Given problem ::
Each record below must be returned exactly as shown.

** Begin Provided data **

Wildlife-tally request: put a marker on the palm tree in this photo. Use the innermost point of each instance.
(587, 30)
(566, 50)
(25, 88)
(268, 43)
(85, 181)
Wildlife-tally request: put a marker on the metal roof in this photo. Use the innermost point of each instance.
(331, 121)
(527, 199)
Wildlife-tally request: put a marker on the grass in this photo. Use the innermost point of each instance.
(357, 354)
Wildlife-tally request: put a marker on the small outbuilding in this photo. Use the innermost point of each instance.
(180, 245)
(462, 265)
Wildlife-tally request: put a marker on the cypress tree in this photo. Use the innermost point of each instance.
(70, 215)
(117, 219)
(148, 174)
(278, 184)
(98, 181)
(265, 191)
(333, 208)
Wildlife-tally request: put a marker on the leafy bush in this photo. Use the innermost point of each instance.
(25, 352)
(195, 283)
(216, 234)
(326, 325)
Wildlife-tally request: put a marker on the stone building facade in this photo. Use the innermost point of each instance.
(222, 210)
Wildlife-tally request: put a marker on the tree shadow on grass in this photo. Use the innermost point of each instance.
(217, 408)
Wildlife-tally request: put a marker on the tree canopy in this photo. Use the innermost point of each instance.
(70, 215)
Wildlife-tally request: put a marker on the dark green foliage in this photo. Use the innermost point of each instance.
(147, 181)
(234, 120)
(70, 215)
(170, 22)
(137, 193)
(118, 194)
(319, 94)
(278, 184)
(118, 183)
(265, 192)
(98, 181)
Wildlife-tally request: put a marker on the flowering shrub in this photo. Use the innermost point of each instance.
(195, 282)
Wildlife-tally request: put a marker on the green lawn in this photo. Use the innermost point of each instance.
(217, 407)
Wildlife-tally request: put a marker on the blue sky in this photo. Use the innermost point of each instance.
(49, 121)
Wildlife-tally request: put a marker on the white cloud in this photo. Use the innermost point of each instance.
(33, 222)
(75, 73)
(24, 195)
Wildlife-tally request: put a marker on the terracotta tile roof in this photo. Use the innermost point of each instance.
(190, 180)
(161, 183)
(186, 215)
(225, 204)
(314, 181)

** End Provided data **

Problem solution ::
Wildlife-tally request: put a marker on the palm tree in this photo. Use the innermost point of each instance.
(587, 30)
(566, 50)
(25, 88)
(268, 43)
(85, 181)
Wildlife-tally request: put a marker on the metal roof in this photo. Use the innermost point of each instance.
(331, 121)
(527, 199)
Wildlife-tally request: put a marker on the grass in this photo. Use the innermost point of each instance.
(357, 354)
Wildlife-tally request: put a marker on the small outbuilding in this photo. Use the innermost point of each instance.
(180, 245)
(462, 265)
Wildlife-tally request: put a marker on the cypress tree in this photo. Use the innermost point of each instance.
(70, 215)
(117, 219)
(148, 174)
(278, 184)
(98, 181)
(265, 191)
(333, 208)
Wildlife-tally request: put a marker on the leafy bush in this photo. Use the innermost point of each instance.
(25, 352)
(195, 283)
(216, 234)
(326, 325)
Wildlife-tally request: put a marker on the stone building facade in this photo. Use the innermost point of each instance.
(222, 210)
Wildlife-tally request: put a marker on the tree shadow on grass in this photo. Use the innermost point of each instance.
(217, 408)
Wildlife-tally request: put a marker on the tree canopy in this photo. Use the innermost point of each instance.
(70, 215)
Wildlife-tally request: put a marker on the dark green foliage in this photo. Use the innermost point of each instance.
(147, 181)
(234, 120)
(70, 215)
(170, 22)
(137, 193)
(118, 194)
(319, 94)
(278, 184)
(118, 183)
(265, 192)
(98, 181)
Wildlife-tally request: put a marker on the flowering shrub in this photo. Use the innermost point of each instance.
(195, 282)
Wildlife-tally request: put a marker on the green lawn in this photo. Use the innermost point of each instance.
(217, 407)
Wildlife-tally request: put a marker on the blue sky in this photo. Use the innermost point of each instance.
(49, 121)
Wildlife-tally request: put a marker on the white cloud in this photo. Use the innermost point of each instance.
(33, 222)
(75, 73)
(24, 195)
Wildlife-tally request: put a marker on the terracotta tile roof in this photo. Use the innermost point of each instance.
(190, 180)
(161, 183)
(186, 215)
(225, 204)
(314, 181)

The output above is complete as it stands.